Exercise ->
Nothing but the lines from the one with "Locate the woman with" to the final line should be returned, each exactly as it appears.

Stored records ->
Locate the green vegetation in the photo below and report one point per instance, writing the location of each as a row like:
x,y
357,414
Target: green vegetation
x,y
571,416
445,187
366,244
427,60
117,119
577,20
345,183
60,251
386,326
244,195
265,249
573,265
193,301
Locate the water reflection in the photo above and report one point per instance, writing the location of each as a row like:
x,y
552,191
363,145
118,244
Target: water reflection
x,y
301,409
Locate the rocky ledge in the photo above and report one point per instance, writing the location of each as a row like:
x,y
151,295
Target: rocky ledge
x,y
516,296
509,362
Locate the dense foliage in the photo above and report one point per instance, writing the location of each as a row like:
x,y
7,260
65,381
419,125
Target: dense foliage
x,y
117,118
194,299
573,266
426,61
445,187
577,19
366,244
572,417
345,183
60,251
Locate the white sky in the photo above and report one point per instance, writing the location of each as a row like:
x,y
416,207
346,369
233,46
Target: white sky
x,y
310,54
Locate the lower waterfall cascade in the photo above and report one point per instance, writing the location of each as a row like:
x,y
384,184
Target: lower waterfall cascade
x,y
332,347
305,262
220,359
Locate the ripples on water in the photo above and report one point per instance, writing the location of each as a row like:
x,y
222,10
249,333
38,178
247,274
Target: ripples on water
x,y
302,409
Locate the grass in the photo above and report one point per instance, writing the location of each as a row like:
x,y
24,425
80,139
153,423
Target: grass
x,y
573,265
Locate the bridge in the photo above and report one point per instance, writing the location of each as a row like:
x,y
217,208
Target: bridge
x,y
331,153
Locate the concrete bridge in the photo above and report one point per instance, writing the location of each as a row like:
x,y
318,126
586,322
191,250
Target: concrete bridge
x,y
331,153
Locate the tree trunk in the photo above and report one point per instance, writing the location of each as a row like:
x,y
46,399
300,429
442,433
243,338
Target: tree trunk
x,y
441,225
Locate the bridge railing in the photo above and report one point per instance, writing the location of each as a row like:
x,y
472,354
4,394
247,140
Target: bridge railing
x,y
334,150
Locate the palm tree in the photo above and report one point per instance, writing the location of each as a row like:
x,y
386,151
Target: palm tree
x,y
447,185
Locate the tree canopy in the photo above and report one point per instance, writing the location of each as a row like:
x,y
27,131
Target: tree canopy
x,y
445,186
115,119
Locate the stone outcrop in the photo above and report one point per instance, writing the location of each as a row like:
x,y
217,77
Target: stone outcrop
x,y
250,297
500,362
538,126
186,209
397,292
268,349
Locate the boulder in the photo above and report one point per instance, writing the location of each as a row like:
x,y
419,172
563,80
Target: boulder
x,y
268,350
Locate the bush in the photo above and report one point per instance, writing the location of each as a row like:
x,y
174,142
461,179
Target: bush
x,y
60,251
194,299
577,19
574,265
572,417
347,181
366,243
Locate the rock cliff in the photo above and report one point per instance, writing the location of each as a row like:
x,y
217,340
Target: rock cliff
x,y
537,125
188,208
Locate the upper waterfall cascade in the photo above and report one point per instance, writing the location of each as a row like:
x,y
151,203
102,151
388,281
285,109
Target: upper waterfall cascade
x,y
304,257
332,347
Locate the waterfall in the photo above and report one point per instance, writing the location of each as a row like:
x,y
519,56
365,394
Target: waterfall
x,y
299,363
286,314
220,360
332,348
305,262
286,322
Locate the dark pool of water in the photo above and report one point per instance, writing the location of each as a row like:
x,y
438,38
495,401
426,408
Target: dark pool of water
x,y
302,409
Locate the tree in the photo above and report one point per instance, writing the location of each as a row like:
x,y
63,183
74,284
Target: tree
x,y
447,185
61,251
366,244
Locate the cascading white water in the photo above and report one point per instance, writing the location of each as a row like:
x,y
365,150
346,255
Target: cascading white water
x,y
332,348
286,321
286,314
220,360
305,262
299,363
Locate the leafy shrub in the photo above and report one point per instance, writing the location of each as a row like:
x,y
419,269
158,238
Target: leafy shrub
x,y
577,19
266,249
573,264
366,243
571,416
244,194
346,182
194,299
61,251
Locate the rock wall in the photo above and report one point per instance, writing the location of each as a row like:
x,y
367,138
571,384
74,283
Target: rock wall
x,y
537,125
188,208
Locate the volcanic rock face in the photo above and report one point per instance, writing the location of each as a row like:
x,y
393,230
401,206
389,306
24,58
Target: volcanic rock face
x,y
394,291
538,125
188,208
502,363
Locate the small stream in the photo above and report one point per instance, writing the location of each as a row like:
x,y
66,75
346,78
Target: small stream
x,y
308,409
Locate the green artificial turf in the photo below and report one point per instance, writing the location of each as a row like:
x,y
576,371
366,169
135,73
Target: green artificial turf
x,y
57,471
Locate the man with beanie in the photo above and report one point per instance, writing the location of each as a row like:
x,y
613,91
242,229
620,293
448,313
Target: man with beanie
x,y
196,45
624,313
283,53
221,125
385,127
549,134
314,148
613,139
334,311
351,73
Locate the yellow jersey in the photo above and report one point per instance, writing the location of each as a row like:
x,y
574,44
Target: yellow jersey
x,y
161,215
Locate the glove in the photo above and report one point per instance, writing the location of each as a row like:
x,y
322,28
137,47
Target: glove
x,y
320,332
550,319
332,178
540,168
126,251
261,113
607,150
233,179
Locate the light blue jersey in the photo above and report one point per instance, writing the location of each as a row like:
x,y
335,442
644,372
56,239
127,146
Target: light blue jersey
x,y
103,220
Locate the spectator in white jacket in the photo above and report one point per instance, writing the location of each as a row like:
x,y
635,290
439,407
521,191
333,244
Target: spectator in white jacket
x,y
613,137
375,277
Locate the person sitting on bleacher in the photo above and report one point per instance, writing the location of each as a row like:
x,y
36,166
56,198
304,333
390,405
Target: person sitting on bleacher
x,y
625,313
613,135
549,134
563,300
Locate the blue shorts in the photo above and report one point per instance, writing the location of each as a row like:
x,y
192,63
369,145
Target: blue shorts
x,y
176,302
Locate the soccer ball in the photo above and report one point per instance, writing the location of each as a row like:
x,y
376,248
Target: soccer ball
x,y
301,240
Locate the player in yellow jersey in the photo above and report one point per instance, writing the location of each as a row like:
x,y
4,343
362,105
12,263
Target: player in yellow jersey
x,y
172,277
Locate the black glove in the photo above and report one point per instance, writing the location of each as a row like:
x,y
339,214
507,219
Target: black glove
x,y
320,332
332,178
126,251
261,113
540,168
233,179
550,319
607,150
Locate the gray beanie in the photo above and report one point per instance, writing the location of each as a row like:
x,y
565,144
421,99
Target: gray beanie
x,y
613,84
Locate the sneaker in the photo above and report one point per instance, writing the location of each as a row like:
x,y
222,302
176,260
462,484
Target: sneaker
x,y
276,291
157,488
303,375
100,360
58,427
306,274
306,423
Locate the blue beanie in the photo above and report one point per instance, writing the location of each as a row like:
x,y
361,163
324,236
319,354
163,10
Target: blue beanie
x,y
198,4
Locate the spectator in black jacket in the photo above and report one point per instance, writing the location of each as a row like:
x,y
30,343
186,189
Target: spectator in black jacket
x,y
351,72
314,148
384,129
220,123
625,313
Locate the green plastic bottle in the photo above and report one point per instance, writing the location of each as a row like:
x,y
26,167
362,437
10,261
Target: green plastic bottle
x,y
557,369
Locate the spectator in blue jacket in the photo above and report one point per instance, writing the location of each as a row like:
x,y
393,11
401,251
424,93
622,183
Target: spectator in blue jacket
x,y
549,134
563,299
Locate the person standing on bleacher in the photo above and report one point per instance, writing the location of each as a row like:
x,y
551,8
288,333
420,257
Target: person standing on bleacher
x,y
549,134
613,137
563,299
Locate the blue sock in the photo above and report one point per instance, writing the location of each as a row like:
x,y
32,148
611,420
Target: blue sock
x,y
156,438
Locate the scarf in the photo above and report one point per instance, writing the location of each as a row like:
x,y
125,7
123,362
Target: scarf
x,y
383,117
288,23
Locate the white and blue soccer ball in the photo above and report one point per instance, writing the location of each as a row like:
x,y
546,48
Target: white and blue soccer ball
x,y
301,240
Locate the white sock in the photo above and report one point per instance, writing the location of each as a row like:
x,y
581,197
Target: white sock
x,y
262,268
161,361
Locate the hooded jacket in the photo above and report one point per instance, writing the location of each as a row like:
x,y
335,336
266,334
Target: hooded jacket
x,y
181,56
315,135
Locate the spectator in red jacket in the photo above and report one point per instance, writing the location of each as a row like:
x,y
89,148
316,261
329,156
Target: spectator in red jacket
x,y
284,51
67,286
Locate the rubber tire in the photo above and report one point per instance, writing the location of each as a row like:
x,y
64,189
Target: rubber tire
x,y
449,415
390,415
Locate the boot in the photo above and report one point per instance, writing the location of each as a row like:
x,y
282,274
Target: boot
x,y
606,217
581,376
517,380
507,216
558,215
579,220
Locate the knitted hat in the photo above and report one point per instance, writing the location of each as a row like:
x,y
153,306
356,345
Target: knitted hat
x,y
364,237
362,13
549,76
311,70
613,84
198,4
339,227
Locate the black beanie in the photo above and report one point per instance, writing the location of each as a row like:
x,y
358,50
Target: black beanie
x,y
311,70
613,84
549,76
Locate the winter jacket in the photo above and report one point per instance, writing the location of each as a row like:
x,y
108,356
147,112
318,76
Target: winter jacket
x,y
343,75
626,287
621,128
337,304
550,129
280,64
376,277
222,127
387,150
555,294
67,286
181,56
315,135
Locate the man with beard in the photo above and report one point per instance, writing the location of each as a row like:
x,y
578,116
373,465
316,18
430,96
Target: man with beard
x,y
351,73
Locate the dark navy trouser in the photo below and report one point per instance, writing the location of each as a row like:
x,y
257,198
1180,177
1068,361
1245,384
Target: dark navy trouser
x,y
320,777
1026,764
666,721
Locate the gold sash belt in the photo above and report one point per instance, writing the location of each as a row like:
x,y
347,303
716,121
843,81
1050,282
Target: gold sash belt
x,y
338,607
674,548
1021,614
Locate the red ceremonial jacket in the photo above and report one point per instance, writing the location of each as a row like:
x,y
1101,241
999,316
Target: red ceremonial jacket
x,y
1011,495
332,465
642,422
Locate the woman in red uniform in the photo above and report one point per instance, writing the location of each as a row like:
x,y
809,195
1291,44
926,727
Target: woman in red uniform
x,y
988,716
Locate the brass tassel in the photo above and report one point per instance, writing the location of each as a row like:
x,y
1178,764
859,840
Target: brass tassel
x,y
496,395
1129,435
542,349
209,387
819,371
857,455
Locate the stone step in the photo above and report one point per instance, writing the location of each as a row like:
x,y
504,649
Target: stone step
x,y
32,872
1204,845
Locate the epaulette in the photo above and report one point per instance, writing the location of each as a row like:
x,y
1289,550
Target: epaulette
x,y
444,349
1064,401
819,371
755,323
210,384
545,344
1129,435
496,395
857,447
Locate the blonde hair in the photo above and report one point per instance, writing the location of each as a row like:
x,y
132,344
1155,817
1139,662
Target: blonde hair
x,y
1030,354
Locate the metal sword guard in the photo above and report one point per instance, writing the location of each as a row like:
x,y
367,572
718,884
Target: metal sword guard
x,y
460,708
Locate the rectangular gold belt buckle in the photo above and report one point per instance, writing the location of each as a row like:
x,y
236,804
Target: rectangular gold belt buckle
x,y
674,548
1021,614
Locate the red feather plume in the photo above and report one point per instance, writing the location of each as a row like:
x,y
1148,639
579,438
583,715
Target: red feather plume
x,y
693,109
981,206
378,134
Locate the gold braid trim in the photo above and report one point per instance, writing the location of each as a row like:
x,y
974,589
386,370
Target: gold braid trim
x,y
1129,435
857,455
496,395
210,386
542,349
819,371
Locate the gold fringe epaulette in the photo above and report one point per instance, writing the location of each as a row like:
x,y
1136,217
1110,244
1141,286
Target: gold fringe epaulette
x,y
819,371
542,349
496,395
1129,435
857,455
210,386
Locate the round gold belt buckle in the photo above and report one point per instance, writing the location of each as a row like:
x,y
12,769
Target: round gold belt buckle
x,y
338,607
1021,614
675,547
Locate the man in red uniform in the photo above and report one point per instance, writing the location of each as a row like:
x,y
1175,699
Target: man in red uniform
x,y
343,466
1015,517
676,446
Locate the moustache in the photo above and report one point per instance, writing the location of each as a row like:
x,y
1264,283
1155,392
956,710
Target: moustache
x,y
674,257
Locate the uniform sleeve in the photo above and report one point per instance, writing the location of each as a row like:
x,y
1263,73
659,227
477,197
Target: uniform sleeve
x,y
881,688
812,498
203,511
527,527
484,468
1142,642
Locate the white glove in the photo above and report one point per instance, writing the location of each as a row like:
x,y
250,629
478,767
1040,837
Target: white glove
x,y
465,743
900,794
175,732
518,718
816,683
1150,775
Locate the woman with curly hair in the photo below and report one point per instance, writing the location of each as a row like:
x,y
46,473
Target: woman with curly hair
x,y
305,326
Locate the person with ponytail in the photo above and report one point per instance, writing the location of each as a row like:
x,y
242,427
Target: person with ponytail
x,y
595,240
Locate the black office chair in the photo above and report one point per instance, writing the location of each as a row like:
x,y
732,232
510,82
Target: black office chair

Exercise answer ->
Locate the woman with curly hair in the photo below and report one point per instance, writing the location of each as a row like:
x,y
46,473
Target: woman with curly hair
x,y
305,326
Locate the person with ponytail in the photo above and report one point per instance, writing the location of each as a row like:
x,y
242,427
Target: person with ponytail
x,y
595,240
Locate the black office chair in the photo above and report one point per instance, writing the location of each as a row like:
x,y
732,232
510,82
Target: black office chair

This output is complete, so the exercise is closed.